### DATA TO USE

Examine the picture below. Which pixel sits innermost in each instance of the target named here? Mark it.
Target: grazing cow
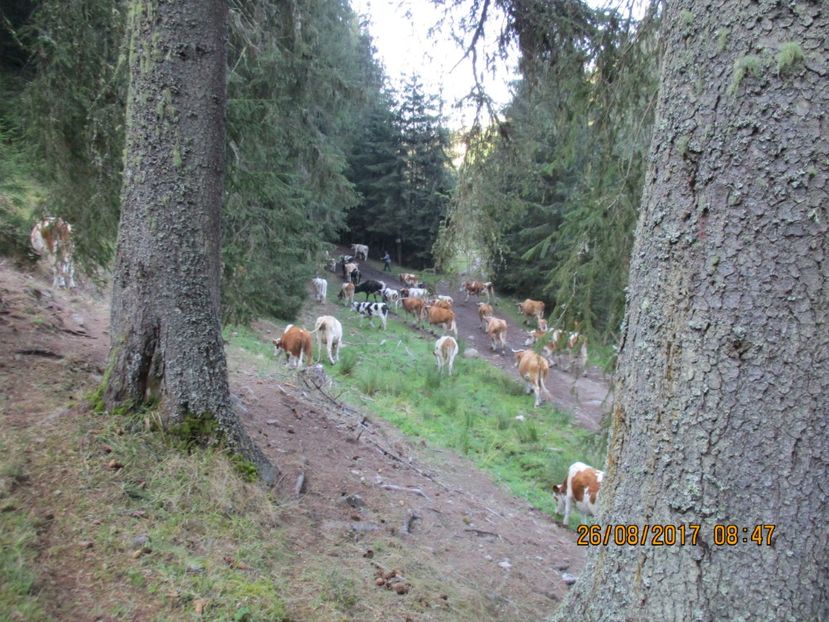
(496, 330)
(320, 289)
(52, 237)
(360, 251)
(580, 487)
(409, 279)
(446, 349)
(442, 317)
(476, 288)
(328, 328)
(391, 296)
(484, 311)
(296, 342)
(533, 368)
(370, 287)
(372, 310)
(531, 308)
(414, 306)
(347, 293)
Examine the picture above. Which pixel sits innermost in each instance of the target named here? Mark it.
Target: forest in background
(321, 149)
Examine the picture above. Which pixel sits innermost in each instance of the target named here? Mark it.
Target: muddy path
(586, 398)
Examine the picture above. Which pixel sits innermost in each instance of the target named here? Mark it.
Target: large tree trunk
(166, 336)
(722, 409)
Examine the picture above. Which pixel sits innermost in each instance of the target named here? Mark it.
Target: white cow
(446, 349)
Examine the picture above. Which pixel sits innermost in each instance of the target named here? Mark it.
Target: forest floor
(371, 501)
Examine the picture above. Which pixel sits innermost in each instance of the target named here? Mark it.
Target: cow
(391, 296)
(372, 310)
(347, 293)
(484, 311)
(296, 342)
(409, 279)
(442, 317)
(351, 272)
(328, 328)
(446, 349)
(496, 330)
(52, 237)
(581, 487)
(439, 302)
(370, 287)
(533, 368)
(414, 306)
(360, 251)
(476, 288)
(414, 292)
(531, 308)
(320, 289)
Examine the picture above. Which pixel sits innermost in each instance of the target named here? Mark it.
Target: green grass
(392, 374)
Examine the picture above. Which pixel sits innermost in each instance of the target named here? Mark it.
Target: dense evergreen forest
(321, 149)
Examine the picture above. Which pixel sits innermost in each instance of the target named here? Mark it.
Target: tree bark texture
(166, 334)
(722, 408)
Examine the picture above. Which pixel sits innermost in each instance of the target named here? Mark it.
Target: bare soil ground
(371, 501)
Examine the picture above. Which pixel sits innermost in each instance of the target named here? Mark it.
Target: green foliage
(789, 54)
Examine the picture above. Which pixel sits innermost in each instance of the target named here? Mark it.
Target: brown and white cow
(496, 330)
(296, 342)
(360, 251)
(414, 306)
(329, 329)
(445, 318)
(347, 293)
(320, 289)
(485, 311)
(533, 368)
(531, 309)
(409, 279)
(581, 487)
(476, 288)
(446, 349)
(52, 238)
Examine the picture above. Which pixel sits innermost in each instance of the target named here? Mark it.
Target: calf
(328, 328)
(485, 311)
(531, 308)
(414, 306)
(296, 342)
(391, 296)
(496, 330)
(409, 279)
(320, 289)
(360, 251)
(446, 349)
(347, 293)
(372, 310)
(370, 287)
(52, 238)
(442, 317)
(476, 288)
(580, 487)
(533, 368)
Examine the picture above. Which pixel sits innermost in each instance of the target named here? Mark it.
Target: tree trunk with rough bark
(722, 408)
(166, 334)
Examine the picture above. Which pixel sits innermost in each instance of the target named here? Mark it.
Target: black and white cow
(372, 310)
(370, 287)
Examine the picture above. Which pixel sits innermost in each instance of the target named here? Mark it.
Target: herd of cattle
(51, 238)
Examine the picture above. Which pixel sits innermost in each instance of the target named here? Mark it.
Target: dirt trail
(370, 500)
(586, 398)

######

:: TASK ::
Repeat the entries exactly and keep the pictures out of the copy.

:: OUTPUT BELOW ::
Examine the picture below. Which pixel sits innermost in each instance of the target named here? Mark it.
Target: grazing cow
(496, 330)
(320, 289)
(52, 237)
(360, 251)
(580, 487)
(409, 279)
(446, 349)
(442, 317)
(476, 288)
(328, 328)
(391, 296)
(484, 311)
(296, 342)
(533, 368)
(370, 287)
(372, 310)
(531, 308)
(414, 306)
(347, 293)
Examine the picture above. Which pixel sits innermost in each instance of the target named here? Mark it.
Target: forest in background
(321, 149)
Examine the picture above. Which pixel sits innermost in each instance of the target named here? Mark it.
Target: muddy path
(586, 398)
Examine the picture above. Which pixel sits innermost in each instance of the target named here? Mark it.
Target: large tree trunk
(166, 336)
(722, 409)
Examine the picture above. Which pixel sits innermost in each instance of the target named here? Mark it.
Target: white cow
(446, 349)
Examine the picture above. Which pixel sits innermost in each instance of the target named here? Mark it.
Target: forest floor
(371, 501)
Examine the picture above. Which pixel sits innermost in each instance of the target named here? Mark it.
Target: cow
(391, 296)
(372, 310)
(347, 293)
(484, 311)
(296, 342)
(409, 279)
(442, 317)
(351, 272)
(328, 328)
(446, 349)
(496, 330)
(52, 237)
(581, 487)
(439, 302)
(370, 287)
(533, 368)
(414, 306)
(360, 251)
(476, 288)
(414, 292)
(531, 308)
(320, 289)
Examine the picture above. Which pixel sits innermost in each instance of the target named here? Mark it.
Target: green grass
(392, 374)
Examine the picture above. Which pixel sits innermost in each instance of the target named here? Mark it.
Target: dense evergreen forest
(321, 149)
Examine the picture above. Which pixel sits innermost in each instance of the target named here? Mark it.
Target: tree bark texture
(166, 334)
(722, 408)
Examine the picture above. Which pixel sits innermost in each instance of the target named here? Mark it.
Target: bare soil ground
(371, 501)
Examine the picture above. Which pixel sits innermost in each instance of the target named here? Mark it.
Target: green foliage
(789, 54)
Examine the picture above. Which pixel sits innermost in each instance of the target named here? Mark it.
Target: brown and white cow
(496, 330)
(296, 342)
(360, 251)
(414, 306)
(329, 329)
(445, 318)
(347, 293)
(320, 289)
(485, 311)
(533, 368)
(531, 309)
(409, 279)
(581, 487)
(476, 288)
(446, 349)
(52, 238)
Examine the picture above. Which pixel sits innermost in each instance of the target named here? Mark it.
Target: calf
(328, 328)
(485, 311)
(531, 308)
(414, 306)
(296, 342)
(391, 296)
(496, 330)
(409, 279)
(320, 289)
(360, 251)
(446, 349)
(347, 293)
(372, 310)
(370, 287)
(52, 238)
(442, 317)
(476, 288)
(580, 487)
(533, 368)
Examine the picture above. Which pixel sits innermost in each instance of the target named here? Mark it.
Target: tree trunk with rough bark
(722, 408)
(166, 334)
Examine the picture above. Which pixel sits innermost in each instance of the target named here? Mark it.
Target: black and white cow
(372, 310)
(370, 287)
Examine the picture above. Which pixel sits innermost in each instance of the target named here? Mark it.
Target: herd of cattle
(51, 238)
Examine the picture above. Which pixel sits innermost in each instance of the target named here? Mark it.
Target: dirt trail
(370, 500)
(586, 398)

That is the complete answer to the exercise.